Although the entries contain pictures, copy only their text, exactly as written.

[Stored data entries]

--- START ---

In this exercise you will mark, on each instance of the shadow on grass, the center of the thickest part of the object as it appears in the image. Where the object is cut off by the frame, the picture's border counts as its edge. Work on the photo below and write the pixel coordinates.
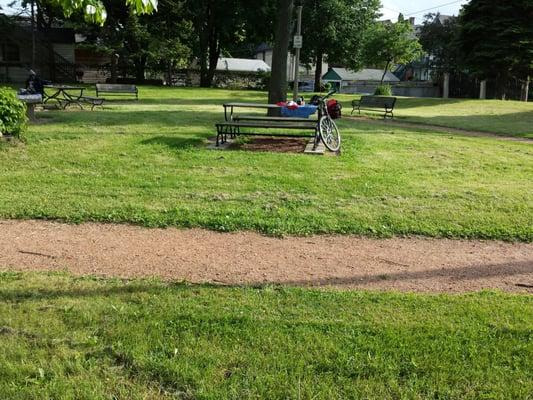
(175, 118)
(174, 142)
(513, 124)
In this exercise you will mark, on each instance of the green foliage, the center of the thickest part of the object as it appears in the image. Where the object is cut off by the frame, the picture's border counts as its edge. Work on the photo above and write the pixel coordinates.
(496, 39)
(336, 29)
(383, 90)
(391, 43)
(147, 163)
(12, 113)
(65, 337)
(438, 40)
(95, 10)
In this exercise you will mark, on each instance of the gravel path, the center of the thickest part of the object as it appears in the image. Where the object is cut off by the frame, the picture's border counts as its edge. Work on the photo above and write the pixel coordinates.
(404, 264)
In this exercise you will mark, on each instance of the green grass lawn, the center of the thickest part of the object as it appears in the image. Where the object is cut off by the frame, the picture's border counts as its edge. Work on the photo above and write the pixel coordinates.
(84, 338)
(147, 163)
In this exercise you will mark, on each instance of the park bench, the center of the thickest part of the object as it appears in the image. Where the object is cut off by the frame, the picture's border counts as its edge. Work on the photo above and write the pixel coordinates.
(31, 100)
(117, 89)
(92, 101)
(375, 103)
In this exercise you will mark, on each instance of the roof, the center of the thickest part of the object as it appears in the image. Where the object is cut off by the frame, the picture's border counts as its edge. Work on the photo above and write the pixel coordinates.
(263, 47)
(242, 65)
(367, 74)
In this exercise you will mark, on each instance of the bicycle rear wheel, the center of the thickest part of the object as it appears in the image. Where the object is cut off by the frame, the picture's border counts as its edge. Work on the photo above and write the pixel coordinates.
(329, 133)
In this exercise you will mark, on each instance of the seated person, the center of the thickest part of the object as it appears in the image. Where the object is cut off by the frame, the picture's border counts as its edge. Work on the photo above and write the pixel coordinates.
(34, 84)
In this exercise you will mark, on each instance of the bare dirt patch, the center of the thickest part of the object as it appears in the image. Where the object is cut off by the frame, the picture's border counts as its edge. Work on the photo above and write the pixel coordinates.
(273, 144)
(245, 258)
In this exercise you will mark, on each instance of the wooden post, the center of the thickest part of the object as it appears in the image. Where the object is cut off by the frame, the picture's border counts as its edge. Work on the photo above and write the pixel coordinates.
(525, 89)
(446, 86)
(297, 55)
(483, 90)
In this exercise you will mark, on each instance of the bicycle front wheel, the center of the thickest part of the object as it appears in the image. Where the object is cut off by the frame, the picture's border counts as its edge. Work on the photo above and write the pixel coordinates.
(329, 133)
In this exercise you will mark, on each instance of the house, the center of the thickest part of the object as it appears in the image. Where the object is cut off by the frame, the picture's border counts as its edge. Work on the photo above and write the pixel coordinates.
(363, 81)
(52, 57)
(306, 72)
(420, 70)
(242, 65)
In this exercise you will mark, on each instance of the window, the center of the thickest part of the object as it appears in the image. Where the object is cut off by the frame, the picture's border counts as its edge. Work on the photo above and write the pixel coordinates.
(10, 52)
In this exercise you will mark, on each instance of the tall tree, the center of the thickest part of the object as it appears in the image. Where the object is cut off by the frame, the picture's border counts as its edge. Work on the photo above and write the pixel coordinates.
(277, 90)
(438, 36)
(220, 25)
(496, 39)
(391, 43)
(334, 31)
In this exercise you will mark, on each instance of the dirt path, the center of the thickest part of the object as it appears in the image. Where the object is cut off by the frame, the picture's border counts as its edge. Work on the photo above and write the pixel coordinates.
(409, 264)
(437, 128)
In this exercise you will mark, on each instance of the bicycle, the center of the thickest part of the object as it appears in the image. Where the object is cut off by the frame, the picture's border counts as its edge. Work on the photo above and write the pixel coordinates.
(327, 130)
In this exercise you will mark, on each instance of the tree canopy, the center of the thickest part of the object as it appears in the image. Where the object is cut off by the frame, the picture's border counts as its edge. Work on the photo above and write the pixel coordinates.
(496, 39)
(334, 31)
(438, 37)
(391, 43)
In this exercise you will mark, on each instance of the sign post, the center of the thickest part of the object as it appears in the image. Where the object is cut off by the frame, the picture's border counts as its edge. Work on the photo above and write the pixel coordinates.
(297, 44)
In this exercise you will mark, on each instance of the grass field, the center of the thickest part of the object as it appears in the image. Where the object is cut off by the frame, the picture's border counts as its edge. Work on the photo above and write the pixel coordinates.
(147, 163)
(63, 338)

--- END ---

**PROBLEM SOLUTION**
In this exercise you will mark, on each instance of the shadow on grass, the center of the thickest part of the object as it appears in the image. Where the object is cut off by the frame, the picture's border counts as its edge. Work on the photo below and write the pixel coordinates.
(175, 118)
(174, 142)
(513, 124)
In this exercise you will mark, on each instance of the green foliage, the center of the thickest part of the object as it appears in the image. Where the object is cut off by the frame, the picture's border counts as its edge. Work on the photo above and write the pixel coordinates.
(496, 39)
(336, 29)
(383, 90)
(391, 43)
(147, 163)
(12, 113)
(65, 337)
(438, 40)
(95, 10)
In this exercise you will mark, on each instance of the gravel path, the center of the thickest part of the object as it appears in the image. Where the object is cut off by the frame, the picture's border counts as its edge. Work on the photo above and write the pixel coordinates.
(404, 264)
In this exercise you will mark, on each instance of the green grass lawn, the center of the thickest part of the object as it appears in the image. Where the object is cut off by the frame, the picture's border counts as its edge. Work on the photo above and write the pixel coordinates.
(84, 338)
(147, 163)
In this exercise you will mark, on each instance of the park bench, the center of the thickest part of the object as it appears in the image. Where the object is cut off by the frame, the picture's border counts as its edge. Work on the photo above and write the pixel coordinates.
(31, 100)
(117, 89)
(92, 101)
(375, 103)
In this exercise you will mark, on each instance of the roof, the center of the thickest part of the object as it appears in the image. Where the object is cut off by the frame, the picture's border counts as its edge. Work on the photo above and write the pixel coordinates.
(263, 47)
(242, 65)
(367, 74)
In this exercise you will mark, on each instance of the bicycle rear wheel, the center of the thickest part of the object as it appears in the image. Where the object is cut off by the frame, the picture's border counts as its edge. Work on the photo above and write the pixel coordinates.
(329, 133)
In this exercise you will mark, on each instance of the seated person, the center of the thickest part of the object as it appears in the image. Where the object is cut off by the frame, the picture's border counts as its edge. Work on the photo above and write the pixel coordinates.
(34, 84)
In this exercise you will mark, on each instance of the bare dirt patch, the center of the thickest part of the object as it appears in the image. Where the object is cut off by the frame, the picture's border counts as its edge. Work on the photo above and write the pixel coordinates.
(273, 144)
(245, 258)
In this exercise you will mark, on each instance of the wooden post, the center of the thickest part of the object as it appears in the image. Where the object is cut off by the frame, the picture's border counts as its edge. Work on the photo above and write the pixel coordinates.
(525, 89)
(446, 86)
(297, 55)
(483, 90)
In this exercise you will mark, on each instance of the bicycle front wheel, the center of the thickest part of the object as it appears in the image. Where the object is cut off by the frame, the picture's border counts as its edge. Work on the photo above and write the pixel coordinates.
(329, 133)
In this exercise you will mark, on each instance of the house, the center of the thickest part of the object as it appears in the image. Where the object is cut off by the frame, the picture's border counts as its edge. Work on the photo above and write the pixel coordinates.
(363, 81)
(52, 57)
(306, 72)
(420, 70)
(242, 65)
In this exercise you will mark, on each instance of the window, the center of the thickest part of the object as it appears in the image. Where the object is cut off by the frame, the picture's border counts as its edge. Work on the photo above and write the pixel coordinates.
(10, 52)
In this exercise you will mark, on each instance of the tall tree, the center of the thickest part of the object as it appears in the image. Where the object is cut off by the frame, the picture's border counts as its edge. Work on the photo above and write the pixel coordinates.
(277, 90)
(438, 36)
(220, 25)
(496, 39)
(391, 43)
(334, 31)
In this exercise you will mark, on each instance of the dirt path, the center of the thickest part of the object as it appears in the image. Where the object is cut off by the frame, the picture's border counts as its edge. Work on the photo above and write the pixel coordinates.
(409, 264)
(437, 128)
In this exercise you will mark, on each instance of the bicycle, the center of the thickest part of the object as it appears in the image. Where the object is cut off by the frame, the picture's border counts as its edge. Work on the photo above and write the pixel coordinates.
(327, 130)
In this exercise you will mark, on each instance of the tree canopy, the center of the thickest part of the object as it appears in the image. Where the object is cut off by the frame, the picture's border counts as its edge. Work on the photo above and write the pixel coordinates.
(496, 39)
(334, 31)
(438, 37)
(391, 43)
In this exercise you will mark, on each instance of the sign post, the center of the thickest part of the object as it appears in the image. Where the object is cut off by the frame, the picture's border counts as its edge. Work on the photo above and write the pixel coordinates.
(297, 44)
In this exercise you will mark, on each instance of the grass field, the center of the thickest part of the object as it appears in the image. Where the object is cut off by the frame, the picture's border counts as its edge. Work on the photo above and write the pixel coordinates.
(147, 163)
(63, 338)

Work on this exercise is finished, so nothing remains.